We thank the reviewer for their time and efforts. We reply to the comments under four main sections:

Limitations - 1

This paper shows diffusion-based image generation with the advantages of the optical modality for the first time. We use an architecture that incorporates off-the-shelf hardware in an innovative way while maintaining near-future deployment practicality and the reproducibility of the study.

Moreover, the algorithmic novelty of the study is two-fold:

1- The proposed time-aware denoising algorithm allows image generation with minimal changes to the set of passive optical weights, this results in a substantial decrease in the latency and energy consumption of the process.

2- To the best of our knowledge, we propose and show the effectiveness of the online learning algorithm for the first time, differing from the existing literature by continuously updating the physical alignment parameters of the system during training. This alleviates the model drift issue significantly, where a fixed digital model of a physical system becomes insufficient with the change in the operation point of the system over the training. We experimentally show that online training achieves convergence with a physical system, which is too challenging with existing methods.

Limitations - 2

Our study demonstrates that optical wave propagation can be a new modality for realizing diffusion models with the proposed algorithms. This is crucial because as opposed to electronics, optics has an intrinsic near-zero loss and parallelization capability. We also hope that this would motivate the community to realize machine learning algorithms with different modalities and address the environmental impact of AI models.

*TASKS AND EXERCISES*:
1. In the reviewer response, please rewrite the paragraph beginning "2- To the best of our knowledge" as a short bulleted list that keeps its main facts.
2. According to the reviewer response, what two intrinsic advantages does optics have over electronics?
3. Pick up the reviewer response on optical diffusion models after its final sentence and continue writing it.

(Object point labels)
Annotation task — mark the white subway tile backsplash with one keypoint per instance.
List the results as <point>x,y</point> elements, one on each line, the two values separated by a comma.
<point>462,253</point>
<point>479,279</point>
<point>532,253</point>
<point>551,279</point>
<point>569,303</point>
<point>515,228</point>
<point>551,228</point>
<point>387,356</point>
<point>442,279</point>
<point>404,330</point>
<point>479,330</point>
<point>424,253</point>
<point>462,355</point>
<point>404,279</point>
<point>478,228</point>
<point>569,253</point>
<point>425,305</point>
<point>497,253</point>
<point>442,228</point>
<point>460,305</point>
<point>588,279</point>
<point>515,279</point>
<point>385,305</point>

*RESPONSES*:
1.
- The authors say they are the first to propose an online learning algorithm and show that it works.
- Unlike existing literature, it keeps updating the system's physical alignment parameters during training.
- This greatly reduces model drift, where a fixed digital model of a physical system becomes insufficient as the system's operation point changes over training.
- Experiments show that online training reaches convergence with a physical system, which is too challenging with existing methods.

2. Near-zero loss and parallelization capability.

3.
Even though this initial study mainly aims to be a proof-of-concept with non-optimized hardware, we discuss the energy consumption in Appendix 4, indicating that the proposed method can enhance the energy efficiency of diffusion models significantly. Furthermore, to address the need for a deeper analysis you mentioned, now we provide a more extensive comparison in the rebuttal phase between our approach and two digital models of comparable accuracies in the shared rebuttal section. You can refer to Reb. Table 1 for the details of the comparison. We show with this new set of measurements in Reb. Fig. 1 that ODU scales in the same way as digital implementations in terms of the output image complexity and can perform comparably with models of MFLOPs of compute. Reb. Fig. 3, plotted with the re-organization of the information in Fig. 4, shows the scaling of the ODU’s performance with the number of model parameters. Remarkably, the scaling constant matches closely with the power-law scaling constant of large-scale image generation models from the literature [1]. Even though ODU has a completely different architecture, the similar scaling trend shows its potential for tackling high-resolution real-life scenarios. We plan to include these additional findings in the article.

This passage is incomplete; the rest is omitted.